SHORT PROBLEM: Rewrite the material below, substituting "wing mirror" for each instance of "side mirror" and leaving everything else unchanged.

Stored dataset items
****************************************

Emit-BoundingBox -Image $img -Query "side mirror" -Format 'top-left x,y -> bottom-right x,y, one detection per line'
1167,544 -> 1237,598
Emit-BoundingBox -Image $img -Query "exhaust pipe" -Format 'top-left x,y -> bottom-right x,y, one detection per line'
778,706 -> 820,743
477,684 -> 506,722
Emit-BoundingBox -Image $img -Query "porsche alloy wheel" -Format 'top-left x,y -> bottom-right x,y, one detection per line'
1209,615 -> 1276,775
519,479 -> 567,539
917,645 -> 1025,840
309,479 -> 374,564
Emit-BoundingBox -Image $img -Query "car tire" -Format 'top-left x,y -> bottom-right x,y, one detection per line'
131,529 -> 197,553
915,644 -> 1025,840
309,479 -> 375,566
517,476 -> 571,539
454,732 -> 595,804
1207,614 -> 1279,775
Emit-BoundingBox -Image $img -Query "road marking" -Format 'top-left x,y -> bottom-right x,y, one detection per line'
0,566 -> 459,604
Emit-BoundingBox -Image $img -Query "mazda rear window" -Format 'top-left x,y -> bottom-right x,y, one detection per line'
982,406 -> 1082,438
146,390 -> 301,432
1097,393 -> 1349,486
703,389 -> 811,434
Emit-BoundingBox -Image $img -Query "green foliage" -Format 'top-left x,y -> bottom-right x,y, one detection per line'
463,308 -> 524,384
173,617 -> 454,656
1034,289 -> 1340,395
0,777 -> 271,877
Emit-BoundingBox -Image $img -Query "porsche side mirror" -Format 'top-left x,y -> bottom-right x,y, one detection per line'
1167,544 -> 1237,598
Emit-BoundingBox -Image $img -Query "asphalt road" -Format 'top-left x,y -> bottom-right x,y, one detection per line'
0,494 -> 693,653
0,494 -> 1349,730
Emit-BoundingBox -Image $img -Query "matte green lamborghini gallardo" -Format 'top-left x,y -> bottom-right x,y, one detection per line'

****************************************

WRITTEN SOLUTION:
Emit-BoundingBox -Image $img -Query "wing mirror" -Format 'top-left x,y -> bottom-right x,y, one detection per line'
1167,544 -> 1237,598
Emit-BoundingBox -Image $img -Query "exhaust pipe" -Format 'top-left x,y -> bottom-right x,y, one detection per line'
778,706 -> 820,743
477,684 -> 506,722
Emit-BoundingBox -Image $img -Query "porsche alloy wheel" -Format 'top-left x,y -> bottom-right x,y, one detection per line'
1209,615 -> 1276,775
519,479 -> 567,539
917,645 -> 1025,840
309,479 -> 374,564
Emit-BoundingBox -Image $img -Query "car tire" -Format 'top-left x,y -> bottom-right x,y, one detection per line'
131,529 -> 197,553
915,644 -> 1025,840
309,479 -> 375,566
517,476 -> 571,539
454,732 -> 595,804
1207,614 -> 1279,775
Emit-BoundingBox -Image $img -Query "road marking" -Format 'top-left x,y -> bottom-right x,y, one detection per line'
0,566 -> 459,604
Emit-BoundingBox -Image $img -Query "mazda rear window" -Format 'top-left x,y -> bottom-right x,y, one detection per line'
982,406 -> 1082,438
146,390 -> 301,432
1097,393 -> 1349,486
703,389 -> 811,434
Emit-BoundingBox -Image $img -Query "green foliage" -Format 'top-left x,y -> bottom-right x,y, one detection per line'
463,308 -> 524,384
173,617 -> 454,656
1034,289 -> 1340,395
0,777 -> 271,877
Emit-BoundingBox -Image $img -Query "porsche wing mirror" -Format 'top-left x,y -> bottom-right x,y, one detection per line'
1167,544 -> 1237,598
Emit-BoundingBox -Image $img -Query "asphalt road" -Format 'top-left x,y -> bottom-right x,y, one detection per line'
0,494 -> 693,653
0,494 -> 1349,730
Emit-BoundingBox -Image $img -Query "matte green lamborghini gallardo" -Format 'top-left x,y -> bottom-right x,y, one detection per line'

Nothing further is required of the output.